>>>>

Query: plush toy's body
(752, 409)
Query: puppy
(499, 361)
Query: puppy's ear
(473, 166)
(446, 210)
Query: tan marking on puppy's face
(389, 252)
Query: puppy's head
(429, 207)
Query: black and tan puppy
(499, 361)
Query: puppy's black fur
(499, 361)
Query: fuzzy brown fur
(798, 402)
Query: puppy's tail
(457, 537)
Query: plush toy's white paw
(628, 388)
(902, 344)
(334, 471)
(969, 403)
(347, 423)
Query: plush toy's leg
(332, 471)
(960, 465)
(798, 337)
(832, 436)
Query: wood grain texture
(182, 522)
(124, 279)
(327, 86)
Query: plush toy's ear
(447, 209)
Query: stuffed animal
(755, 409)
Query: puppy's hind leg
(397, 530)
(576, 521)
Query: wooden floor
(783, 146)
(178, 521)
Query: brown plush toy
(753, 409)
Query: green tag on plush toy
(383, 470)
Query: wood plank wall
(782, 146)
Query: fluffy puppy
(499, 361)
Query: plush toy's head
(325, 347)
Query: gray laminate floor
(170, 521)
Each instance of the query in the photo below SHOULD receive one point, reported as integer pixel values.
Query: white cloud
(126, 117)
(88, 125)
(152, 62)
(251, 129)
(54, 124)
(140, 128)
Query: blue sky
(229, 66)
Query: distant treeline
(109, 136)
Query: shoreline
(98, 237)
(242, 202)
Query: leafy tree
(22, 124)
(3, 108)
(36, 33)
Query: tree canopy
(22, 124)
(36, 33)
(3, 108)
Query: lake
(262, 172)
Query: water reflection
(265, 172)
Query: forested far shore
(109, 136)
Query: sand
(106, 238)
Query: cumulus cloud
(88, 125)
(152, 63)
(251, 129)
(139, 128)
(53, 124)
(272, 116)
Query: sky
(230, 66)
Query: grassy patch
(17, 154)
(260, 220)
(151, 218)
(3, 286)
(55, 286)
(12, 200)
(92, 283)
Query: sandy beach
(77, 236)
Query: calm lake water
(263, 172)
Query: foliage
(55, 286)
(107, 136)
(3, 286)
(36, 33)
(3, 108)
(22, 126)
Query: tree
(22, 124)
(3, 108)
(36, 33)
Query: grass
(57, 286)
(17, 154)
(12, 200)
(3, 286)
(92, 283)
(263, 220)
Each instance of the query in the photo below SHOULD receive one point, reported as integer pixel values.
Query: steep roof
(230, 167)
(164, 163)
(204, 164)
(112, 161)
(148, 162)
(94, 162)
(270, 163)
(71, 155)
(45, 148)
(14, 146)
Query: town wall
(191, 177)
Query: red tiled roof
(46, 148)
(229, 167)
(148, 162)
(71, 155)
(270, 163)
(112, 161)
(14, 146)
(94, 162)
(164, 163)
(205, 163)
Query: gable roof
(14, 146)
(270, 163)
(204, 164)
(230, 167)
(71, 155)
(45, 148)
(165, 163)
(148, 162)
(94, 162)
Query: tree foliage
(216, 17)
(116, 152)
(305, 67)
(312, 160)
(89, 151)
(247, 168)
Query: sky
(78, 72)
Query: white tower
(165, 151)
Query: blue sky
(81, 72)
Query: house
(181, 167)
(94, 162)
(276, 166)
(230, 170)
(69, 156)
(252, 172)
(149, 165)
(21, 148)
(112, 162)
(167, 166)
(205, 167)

<<<<

To do → Return the line where "Query: cumulus cloud" appears, then every line after it to the end of the listing, all exactly as written.

Finished exercise →
Query: cumulus cloud
(88, 125)
(152, 63)
(251, 129)
(139, 128)
(53, 124)
(272, 116)
Query: sky
(230, 66)
Query: grassy patch
(17, 154)
(260, 220)
(151, 218)
(3, 286)
(55, 286)
(12, 200)
(92, 283)
Query: sandy beach
(77, 236)
Query: calm lake water
(263, 172)
Query: foliage
(55, 286)
(107, 136)
(3, 286)
(36, 33)
(3, 108)
(22, 126)
Query: tree
(22, 124)
(3, 108)
(36, 33)
Query: grass
(57, 286)
(17, 154)
(12, 200)
(3, 286)
(92, 283)
(263, 220)
Each instance of the query in the photo below SHOULD receive one point, reported as integer pixel values.
Query: steep roof
(230, 167)
(164, 163)
(204, 164)
(112, 161)
(148, 162)
(94, 162)
(270, 163)
(71, 155)
(45, 148)
(14, 146)
Query: town wall
(191, 177)
Query: red tiled roof
(46, 148)
(229, 167)
(148, 162)
(71, 155)
(270, 163)
(112, 161)
(14, 146)
(94, 162)
(164, 163)
(205, 163)
Query: gable roof
(14, 146)
(270, 163)
(204, 164)
(230, 167)
(71, 155)
(45, 148)
(165, 163)
(148, 162)
(94, 162)
Query: tree foliage
(216, 17)
(116, 152)
(305, 67)
(312, 160)
(89, 151)
(247, 168)
Query: sky
(78, 72)
Query: white tower
(165, 151)
Query: blue sky
(81, 72)
Query: house
(181, 167)
(94, 162)
(276, 166)
(230, 170)
(69, 156)
(252, 172)
(149, 165)
(21, 148)
(112, 162)
(167, 166)
(205, 167)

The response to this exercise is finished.